Summarize the excerpt on corporate religious claims against the ACA mandate in three sentences.

*Selected excerpt*:
=== Begin Enclosure ===

Can an owner’s religion be imputed to a corporation such that the corporation can claim that Obamacare violates either the Religious Freedom Restoration Act (known as “RFRA”) or the First Amendment?

Last year an Oklahoma federal court issued a decision which denied an injunction sought by Hobby Lobby Stores, a for-profit, secular corporation owned by a family management trust whose trustees are practicing Christians, which challenged the validity of the ACA’s women’s preventive care services mandate.   The Court held that Hobby Lobby, as a secular, for-profit company, does not satisfy the ACA’s definition of a “religious employer,” and concluded that plaintiffs had no likelihood of succeeding on the merits of their claims.

A federal appeals court in Philadelphia agreed with the Oklahoma court.

An Earlier Ruling In Favor Of Hobby Lobby’s Position

But on November 2, 2012, we reported that a federal court in Michigan enjoined the application of the ACA rule.   The Michigan court dealt with a family which owns 100% of the voting shares of a for-profit corporation that manufactures wood cabinets and has 950 employees.   “The Hahns practice the Mennonite religion.   According to their Amended Complaint, the Mennonite Church ‘teaches that taking of life which includes anything that terminates a fertilized embryo is intrinsic evil and a sin against God to which they are held accountable.’ … the Hahns object to two drugs that must be provided by group health plans under the [ACA] Mandate that ‘may cause the demise of an already conceived but not yet attached human embryo.’ (… These are ‘emergency contraception’ drugs such as Plan B (the ‘morning after pill’) and ella (the ‘week after pill’).”

Does Citizens United Afford A Corporation Religious Rights?

The Court, dealing with the (in?)famous Citizens United case, where the Supreme Court held that “the Government may not suppress political speech on the basis of the speaker‘s corporate identity,” found that “whether Citizens United is applicable to the Free Exercise Clause is a question of first impression” and “we must consider whether the Free Exercise Clause has historically protected corporations, or whether the ‘guarantee is ‘purely personal’ or is unavailable to Corporations’ based on the ‘nature, history, and purpose of [this] particular constitutional provision.’”

The Court held that “We will not draw the conclusion that, just because courts have recognized the free exercise rights of churches and other religious entities, it necessarily follows that for-profit, secular corporations can exercise religion.” The Court stated that “we are not aware of any case preceding the commencement of litigation about the Mandate, in which a for-profit, secular corporation was itself found to have free exercise rights. Such a total absence of caselaw takes on even greater significance when compared to the extensive list of Supreme Court cases addressing the free speech rights of corporations.”

=== End Enclosure ===

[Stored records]
=== Begin Enclosure ===

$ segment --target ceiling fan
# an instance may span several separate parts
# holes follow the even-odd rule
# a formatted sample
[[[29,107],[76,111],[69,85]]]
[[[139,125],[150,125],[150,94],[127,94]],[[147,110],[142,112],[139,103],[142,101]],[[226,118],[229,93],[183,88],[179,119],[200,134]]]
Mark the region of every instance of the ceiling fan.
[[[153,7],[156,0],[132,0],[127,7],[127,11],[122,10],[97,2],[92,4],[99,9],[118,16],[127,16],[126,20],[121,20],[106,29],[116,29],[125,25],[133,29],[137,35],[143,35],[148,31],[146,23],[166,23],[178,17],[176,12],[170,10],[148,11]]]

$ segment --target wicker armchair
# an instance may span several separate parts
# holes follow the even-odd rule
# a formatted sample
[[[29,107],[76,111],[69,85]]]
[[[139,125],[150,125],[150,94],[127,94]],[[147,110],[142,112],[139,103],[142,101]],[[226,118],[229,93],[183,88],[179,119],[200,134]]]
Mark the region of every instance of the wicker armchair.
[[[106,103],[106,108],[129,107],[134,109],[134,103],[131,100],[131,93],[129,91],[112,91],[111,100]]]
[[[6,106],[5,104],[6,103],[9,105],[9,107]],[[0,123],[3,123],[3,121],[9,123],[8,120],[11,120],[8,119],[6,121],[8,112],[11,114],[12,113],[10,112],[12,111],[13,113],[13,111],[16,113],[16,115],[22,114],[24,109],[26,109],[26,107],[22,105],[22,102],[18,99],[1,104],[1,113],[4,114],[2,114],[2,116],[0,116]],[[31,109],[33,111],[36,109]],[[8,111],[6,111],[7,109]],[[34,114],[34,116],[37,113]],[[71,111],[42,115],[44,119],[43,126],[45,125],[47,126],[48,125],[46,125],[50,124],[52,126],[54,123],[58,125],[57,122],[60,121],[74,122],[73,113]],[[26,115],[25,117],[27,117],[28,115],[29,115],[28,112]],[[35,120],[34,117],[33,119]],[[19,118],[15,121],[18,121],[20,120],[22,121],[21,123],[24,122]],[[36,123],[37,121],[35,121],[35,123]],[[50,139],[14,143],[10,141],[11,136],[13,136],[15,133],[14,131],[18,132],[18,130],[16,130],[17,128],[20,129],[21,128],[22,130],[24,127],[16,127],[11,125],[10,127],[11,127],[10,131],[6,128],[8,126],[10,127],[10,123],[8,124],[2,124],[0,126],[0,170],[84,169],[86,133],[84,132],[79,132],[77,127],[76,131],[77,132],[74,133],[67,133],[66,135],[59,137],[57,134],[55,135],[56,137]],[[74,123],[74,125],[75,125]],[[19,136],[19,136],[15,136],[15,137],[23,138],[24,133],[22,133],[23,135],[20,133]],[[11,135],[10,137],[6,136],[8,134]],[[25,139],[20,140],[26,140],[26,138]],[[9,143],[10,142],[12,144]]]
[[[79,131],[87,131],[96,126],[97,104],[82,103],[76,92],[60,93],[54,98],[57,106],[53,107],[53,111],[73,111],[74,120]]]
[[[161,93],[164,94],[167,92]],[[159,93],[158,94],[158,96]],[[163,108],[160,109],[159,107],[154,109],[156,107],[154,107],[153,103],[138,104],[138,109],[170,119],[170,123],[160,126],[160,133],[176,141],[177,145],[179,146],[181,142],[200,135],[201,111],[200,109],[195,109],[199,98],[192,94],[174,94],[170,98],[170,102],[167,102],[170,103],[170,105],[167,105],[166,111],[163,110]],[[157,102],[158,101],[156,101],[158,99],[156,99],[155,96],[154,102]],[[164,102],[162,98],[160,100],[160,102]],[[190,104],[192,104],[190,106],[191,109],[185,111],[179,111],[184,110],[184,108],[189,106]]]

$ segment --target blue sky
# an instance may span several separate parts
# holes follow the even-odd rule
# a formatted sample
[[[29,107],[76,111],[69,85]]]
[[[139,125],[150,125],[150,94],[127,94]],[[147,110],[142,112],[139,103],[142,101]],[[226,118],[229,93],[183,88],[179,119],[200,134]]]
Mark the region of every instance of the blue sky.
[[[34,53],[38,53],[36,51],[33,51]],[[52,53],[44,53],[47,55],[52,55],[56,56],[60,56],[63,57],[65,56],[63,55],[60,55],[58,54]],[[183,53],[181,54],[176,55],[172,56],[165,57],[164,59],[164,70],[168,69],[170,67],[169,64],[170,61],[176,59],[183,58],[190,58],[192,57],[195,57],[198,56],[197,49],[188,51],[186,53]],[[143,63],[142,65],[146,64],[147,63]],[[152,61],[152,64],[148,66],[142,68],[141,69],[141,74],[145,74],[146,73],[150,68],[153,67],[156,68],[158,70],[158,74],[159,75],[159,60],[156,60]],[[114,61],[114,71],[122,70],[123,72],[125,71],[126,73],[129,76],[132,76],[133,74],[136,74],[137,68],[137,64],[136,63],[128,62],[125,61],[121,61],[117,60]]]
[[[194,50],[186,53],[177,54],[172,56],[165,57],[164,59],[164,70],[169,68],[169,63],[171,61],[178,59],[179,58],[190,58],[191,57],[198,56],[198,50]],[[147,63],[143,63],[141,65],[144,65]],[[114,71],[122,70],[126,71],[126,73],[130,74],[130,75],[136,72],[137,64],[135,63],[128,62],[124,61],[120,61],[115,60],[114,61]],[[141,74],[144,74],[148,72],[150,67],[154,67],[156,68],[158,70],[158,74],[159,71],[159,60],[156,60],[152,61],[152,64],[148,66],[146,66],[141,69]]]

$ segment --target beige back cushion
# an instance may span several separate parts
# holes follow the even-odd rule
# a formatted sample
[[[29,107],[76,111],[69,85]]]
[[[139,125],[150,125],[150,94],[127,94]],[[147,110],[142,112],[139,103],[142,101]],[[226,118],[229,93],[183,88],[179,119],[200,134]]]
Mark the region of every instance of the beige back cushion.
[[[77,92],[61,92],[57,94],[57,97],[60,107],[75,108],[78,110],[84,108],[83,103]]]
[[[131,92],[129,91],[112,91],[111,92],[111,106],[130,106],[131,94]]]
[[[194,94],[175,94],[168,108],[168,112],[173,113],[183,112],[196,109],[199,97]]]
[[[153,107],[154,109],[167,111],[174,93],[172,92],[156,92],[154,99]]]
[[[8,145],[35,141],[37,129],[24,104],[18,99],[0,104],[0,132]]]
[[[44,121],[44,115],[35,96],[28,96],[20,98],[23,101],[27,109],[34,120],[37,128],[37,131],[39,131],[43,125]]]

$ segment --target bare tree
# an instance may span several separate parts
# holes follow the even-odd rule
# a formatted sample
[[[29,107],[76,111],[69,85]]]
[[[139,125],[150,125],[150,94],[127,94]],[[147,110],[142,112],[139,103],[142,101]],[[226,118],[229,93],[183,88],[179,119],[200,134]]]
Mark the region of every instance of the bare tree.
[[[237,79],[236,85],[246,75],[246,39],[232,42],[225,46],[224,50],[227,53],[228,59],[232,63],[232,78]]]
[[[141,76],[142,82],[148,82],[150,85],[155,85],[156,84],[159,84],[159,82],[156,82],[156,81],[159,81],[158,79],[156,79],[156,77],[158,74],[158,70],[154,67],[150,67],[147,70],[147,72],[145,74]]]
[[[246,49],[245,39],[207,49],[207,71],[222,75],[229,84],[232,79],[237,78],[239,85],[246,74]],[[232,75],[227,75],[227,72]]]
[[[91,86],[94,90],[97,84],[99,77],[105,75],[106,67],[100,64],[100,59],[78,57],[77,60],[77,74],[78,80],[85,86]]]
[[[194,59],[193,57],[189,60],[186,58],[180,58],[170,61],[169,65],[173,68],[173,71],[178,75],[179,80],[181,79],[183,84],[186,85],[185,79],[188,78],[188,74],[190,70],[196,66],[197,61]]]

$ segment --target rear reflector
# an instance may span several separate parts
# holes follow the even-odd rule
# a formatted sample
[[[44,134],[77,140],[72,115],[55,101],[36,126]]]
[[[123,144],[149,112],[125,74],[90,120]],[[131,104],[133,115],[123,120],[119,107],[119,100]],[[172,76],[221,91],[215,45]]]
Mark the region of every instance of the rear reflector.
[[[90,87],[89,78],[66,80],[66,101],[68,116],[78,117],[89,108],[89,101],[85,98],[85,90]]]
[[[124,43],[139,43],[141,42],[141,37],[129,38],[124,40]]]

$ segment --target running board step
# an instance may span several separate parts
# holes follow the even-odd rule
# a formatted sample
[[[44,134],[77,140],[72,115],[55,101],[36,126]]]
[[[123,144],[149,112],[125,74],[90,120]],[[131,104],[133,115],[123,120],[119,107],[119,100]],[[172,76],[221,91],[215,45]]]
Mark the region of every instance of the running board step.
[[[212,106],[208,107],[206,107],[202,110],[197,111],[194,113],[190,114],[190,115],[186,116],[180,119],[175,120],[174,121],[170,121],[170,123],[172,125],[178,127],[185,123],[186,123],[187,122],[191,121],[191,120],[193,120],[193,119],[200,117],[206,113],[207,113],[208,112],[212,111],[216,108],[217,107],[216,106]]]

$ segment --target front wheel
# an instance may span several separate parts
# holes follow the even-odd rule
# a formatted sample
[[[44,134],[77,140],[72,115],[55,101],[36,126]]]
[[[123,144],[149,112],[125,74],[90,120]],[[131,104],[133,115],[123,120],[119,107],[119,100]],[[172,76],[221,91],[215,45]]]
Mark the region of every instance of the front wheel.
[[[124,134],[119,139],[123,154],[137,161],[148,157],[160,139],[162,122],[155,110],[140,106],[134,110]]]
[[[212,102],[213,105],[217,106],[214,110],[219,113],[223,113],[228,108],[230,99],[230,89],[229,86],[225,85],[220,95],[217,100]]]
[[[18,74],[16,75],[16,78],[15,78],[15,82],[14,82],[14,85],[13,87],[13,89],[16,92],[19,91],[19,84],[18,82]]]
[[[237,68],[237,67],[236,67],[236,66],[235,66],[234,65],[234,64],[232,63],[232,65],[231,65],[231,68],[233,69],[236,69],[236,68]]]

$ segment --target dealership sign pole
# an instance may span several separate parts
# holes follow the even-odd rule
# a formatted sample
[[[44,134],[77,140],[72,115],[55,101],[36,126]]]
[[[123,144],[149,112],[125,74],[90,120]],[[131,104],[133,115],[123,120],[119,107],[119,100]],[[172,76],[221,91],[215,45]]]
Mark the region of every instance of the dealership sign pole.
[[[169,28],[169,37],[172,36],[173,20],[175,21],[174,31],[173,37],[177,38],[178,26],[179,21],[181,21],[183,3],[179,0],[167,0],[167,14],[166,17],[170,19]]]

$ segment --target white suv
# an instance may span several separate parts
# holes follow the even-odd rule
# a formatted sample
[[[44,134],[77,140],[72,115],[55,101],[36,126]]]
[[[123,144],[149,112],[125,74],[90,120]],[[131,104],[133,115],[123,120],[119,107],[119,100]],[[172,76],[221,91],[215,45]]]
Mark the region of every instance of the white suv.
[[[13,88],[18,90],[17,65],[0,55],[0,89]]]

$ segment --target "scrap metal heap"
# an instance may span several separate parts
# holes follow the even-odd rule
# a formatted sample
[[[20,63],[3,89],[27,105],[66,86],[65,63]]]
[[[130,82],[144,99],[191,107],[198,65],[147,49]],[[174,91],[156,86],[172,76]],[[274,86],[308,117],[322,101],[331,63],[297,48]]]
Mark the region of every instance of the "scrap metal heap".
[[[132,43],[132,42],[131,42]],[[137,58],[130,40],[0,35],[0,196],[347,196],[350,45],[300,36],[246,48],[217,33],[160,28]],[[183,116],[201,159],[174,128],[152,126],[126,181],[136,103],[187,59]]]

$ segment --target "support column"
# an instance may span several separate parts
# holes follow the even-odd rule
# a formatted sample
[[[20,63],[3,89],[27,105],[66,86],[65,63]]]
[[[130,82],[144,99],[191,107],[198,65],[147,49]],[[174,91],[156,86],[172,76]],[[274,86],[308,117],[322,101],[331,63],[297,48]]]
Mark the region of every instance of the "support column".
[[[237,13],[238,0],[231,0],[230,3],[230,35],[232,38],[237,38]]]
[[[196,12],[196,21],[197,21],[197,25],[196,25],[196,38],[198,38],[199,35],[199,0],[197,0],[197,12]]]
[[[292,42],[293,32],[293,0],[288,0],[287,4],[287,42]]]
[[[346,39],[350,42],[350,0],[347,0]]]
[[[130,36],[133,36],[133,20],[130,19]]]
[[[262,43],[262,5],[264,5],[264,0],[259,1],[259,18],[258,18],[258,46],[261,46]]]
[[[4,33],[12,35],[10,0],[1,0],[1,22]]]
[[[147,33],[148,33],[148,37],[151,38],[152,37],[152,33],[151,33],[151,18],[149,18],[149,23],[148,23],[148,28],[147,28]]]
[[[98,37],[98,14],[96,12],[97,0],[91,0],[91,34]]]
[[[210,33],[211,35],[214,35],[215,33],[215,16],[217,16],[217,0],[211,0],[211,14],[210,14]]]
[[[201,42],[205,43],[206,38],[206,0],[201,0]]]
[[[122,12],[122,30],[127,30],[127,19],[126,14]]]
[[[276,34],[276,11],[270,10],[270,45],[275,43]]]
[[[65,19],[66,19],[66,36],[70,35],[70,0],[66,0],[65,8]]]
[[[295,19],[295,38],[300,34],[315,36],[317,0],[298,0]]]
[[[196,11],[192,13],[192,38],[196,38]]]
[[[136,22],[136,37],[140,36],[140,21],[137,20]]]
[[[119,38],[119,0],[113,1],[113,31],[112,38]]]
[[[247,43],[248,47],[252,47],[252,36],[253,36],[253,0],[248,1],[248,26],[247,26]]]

=== End Enclosure ===

*Output for this task*: An Oklahoma federal court denied Hobby Lobby, a secular for-profit company, an injunction against the ACA's women's preventive care mandate because it did not meet the law's definition of a "religious employer." A federal appeals court in Philadelphia agreed. A Michigan court had earlier blocked the rule for a Mennonite family's cabinet company that objected to emergency contraception drugs, but the court weighing Citizens United held that churches' free exercise rights do not mean for-profit secular corporations can exercise religion, noting that it knew of no earlier case granting them such rights.